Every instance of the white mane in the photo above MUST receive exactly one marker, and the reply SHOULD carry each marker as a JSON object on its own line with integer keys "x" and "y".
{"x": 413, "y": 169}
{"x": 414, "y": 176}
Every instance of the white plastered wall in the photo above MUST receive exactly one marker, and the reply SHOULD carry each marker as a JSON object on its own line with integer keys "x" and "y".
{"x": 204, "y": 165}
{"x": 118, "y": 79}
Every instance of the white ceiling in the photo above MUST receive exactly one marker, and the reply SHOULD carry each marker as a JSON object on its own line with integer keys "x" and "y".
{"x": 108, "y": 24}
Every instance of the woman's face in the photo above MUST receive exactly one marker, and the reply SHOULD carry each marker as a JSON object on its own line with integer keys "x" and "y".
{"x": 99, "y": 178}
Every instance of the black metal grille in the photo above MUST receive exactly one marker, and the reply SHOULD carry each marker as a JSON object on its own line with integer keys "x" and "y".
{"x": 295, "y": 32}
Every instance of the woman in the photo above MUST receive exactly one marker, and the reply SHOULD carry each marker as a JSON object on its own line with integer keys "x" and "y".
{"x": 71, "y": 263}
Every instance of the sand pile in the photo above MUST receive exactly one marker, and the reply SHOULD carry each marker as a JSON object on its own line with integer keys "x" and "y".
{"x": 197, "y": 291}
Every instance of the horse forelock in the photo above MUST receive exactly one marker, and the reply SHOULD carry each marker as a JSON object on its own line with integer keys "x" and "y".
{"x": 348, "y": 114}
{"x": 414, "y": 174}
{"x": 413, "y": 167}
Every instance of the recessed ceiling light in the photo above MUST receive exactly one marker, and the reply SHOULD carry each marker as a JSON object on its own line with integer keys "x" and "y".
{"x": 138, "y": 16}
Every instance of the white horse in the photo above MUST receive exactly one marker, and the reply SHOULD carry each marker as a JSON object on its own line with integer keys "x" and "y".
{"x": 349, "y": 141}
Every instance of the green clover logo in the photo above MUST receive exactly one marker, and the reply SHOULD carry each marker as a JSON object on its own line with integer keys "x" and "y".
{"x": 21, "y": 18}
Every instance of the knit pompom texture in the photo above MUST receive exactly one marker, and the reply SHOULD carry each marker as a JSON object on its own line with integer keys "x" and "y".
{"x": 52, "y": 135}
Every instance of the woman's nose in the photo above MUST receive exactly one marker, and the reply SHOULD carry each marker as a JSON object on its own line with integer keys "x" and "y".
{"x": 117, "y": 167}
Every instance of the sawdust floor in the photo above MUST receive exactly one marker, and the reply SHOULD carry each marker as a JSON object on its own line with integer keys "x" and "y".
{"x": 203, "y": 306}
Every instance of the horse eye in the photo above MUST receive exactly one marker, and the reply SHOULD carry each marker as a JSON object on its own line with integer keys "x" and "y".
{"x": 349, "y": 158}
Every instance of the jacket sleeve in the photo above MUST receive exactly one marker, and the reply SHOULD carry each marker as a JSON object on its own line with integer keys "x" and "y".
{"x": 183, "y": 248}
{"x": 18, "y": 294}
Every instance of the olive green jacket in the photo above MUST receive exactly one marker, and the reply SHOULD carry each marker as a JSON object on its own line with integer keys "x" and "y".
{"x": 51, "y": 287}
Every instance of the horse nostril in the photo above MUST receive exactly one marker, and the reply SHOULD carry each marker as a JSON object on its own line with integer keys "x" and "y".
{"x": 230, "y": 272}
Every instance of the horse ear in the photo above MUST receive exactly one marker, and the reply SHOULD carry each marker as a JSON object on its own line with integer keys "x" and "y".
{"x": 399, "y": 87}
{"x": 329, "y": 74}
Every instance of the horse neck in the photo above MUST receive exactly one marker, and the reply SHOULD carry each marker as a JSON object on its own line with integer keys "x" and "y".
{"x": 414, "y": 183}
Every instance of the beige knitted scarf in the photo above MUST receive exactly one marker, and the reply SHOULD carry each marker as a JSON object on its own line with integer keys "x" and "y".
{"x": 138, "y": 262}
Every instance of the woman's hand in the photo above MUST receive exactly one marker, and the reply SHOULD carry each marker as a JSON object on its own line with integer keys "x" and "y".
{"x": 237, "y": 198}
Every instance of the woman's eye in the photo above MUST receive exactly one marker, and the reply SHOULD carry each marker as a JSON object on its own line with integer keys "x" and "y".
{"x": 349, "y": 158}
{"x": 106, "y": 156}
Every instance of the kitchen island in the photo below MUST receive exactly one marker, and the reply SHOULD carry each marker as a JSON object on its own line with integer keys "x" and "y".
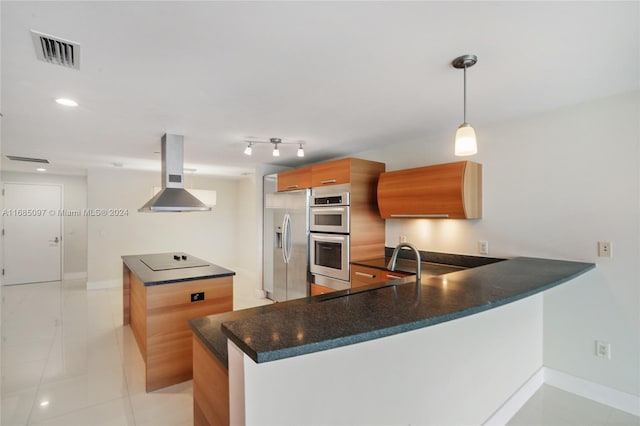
{"x": 161, "y": 293}
{"x": 449, "y": 352}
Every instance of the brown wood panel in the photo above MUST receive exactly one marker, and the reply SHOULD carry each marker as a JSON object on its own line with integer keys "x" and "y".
{"x": 367, "y": 227}
{"x": 210, "y": 388}
{"x": 320, "y": 289}
{"x": 138, "y": 317}
{"x": 291, "y": 180}
{"x": 436, "y": 191}
{"x": 180, "y": 293}
{"x": 331, "y": 173}
{"x": 169, "y": 309}
{"x": 126, "y": 294}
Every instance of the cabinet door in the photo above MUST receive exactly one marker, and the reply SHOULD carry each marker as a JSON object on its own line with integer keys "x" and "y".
{"x": 294, "y": 179}
{"x": 331, "y": 173}
{"x": 320, "y": 289}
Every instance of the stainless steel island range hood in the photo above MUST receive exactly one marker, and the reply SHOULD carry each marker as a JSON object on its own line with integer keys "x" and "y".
{"x": 173, "y": 197}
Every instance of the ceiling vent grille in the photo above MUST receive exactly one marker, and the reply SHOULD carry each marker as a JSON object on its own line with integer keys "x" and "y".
{"x": 56, "y": 50}
{"x": 27, "y": 159}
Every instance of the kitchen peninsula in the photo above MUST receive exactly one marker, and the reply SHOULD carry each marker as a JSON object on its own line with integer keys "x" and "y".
{"x": 161, "y": 293}
{"x": 451, "y": 352}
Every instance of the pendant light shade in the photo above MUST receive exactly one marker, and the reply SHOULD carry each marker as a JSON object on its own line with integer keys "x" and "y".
{"x": 465, "y": 141}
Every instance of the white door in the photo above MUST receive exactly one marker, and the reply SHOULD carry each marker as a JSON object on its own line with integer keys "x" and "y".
{"x": 32, "y": 225}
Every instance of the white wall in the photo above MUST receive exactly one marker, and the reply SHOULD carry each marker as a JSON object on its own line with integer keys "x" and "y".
{"x": 455, "y": 373}
{"x": 554, "y": 185}
{"x": 212, "y": 236}
{"x": 74, "y": 241}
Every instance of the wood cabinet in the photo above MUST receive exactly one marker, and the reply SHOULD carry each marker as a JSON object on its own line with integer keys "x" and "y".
{"x": 365, "y": 275}
{"x": 320, "y": 289}
{"x": 291, "y": 180}
{"x": 331, "y": 173}
{"x": 159, "y": 316}
{"x": 210, "y": 387}
{"x": 452, "y": 190}
{"x": 346, "y": 170}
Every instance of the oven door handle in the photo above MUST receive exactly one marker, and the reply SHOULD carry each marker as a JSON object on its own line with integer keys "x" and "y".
{"x": 328, "y": 209}
{"x": 329, "y": 238}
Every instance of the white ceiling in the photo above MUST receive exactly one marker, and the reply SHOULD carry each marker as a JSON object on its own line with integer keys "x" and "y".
{"x": 342, "y": 76}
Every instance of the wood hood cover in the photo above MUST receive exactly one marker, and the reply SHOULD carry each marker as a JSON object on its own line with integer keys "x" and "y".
{"x": 452, "y": 190}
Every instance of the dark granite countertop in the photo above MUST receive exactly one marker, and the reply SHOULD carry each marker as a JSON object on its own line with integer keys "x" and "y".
{"x": 189, "y": 269}
{"x": 346, "y": 317}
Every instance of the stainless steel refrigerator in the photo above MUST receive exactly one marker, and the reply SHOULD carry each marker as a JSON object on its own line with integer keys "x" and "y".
{"x": 286, "y": 242}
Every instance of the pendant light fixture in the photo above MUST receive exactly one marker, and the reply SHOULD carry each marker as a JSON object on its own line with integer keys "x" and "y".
{"x": 465, "y": 135}
{"x": 275, "y": 142}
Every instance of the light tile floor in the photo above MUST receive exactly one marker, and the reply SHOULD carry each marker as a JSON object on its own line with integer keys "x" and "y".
{"x": 551, "y": 406}
{"x": 67, "y": 360}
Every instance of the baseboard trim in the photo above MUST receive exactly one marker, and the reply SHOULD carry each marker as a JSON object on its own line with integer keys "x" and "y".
{"x": 594, "y": 391}
{"x": 74, "y": 276}
{"x": 517, "y": 400}
{"x": 98, "y": 285}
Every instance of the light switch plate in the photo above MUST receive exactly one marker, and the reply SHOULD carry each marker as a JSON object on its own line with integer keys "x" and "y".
{"x": 604, "y": 249}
========
*GOAL OF THE EXERCISE*. With the line that contains "Every instance of the light tile" as the starting point, output each line exactly through the end of the listing above.

*EXERCISE RESPONSE*.
Every instance of the light tile floor in the photo above MUST receive exactly one marker, and the reply SHOULD carry each marker as a JSON object on its own line with integer keys "x" and "y".
{"x": 551, "y": 406}
{"x": 67, "y": 360}
Every instance of the baseboard trim in the photo above MUST receive exactly one marker, and the reply SHOULD carry each marker as a JSON object on its own line with integer keys "x" and "y".
{"x": 594, "y": 391}
{"x": 74, "y": 276}
{"x": 517, "y": 400}
{"x": 98, "y": 285}
Every instance of the light switch plate in the photo above MUST receive exactly one marker, and the reply SHOULD carry each marker as a JSON object on its own line with integer keys "x" and "y".
{"x": 604, "y": 249}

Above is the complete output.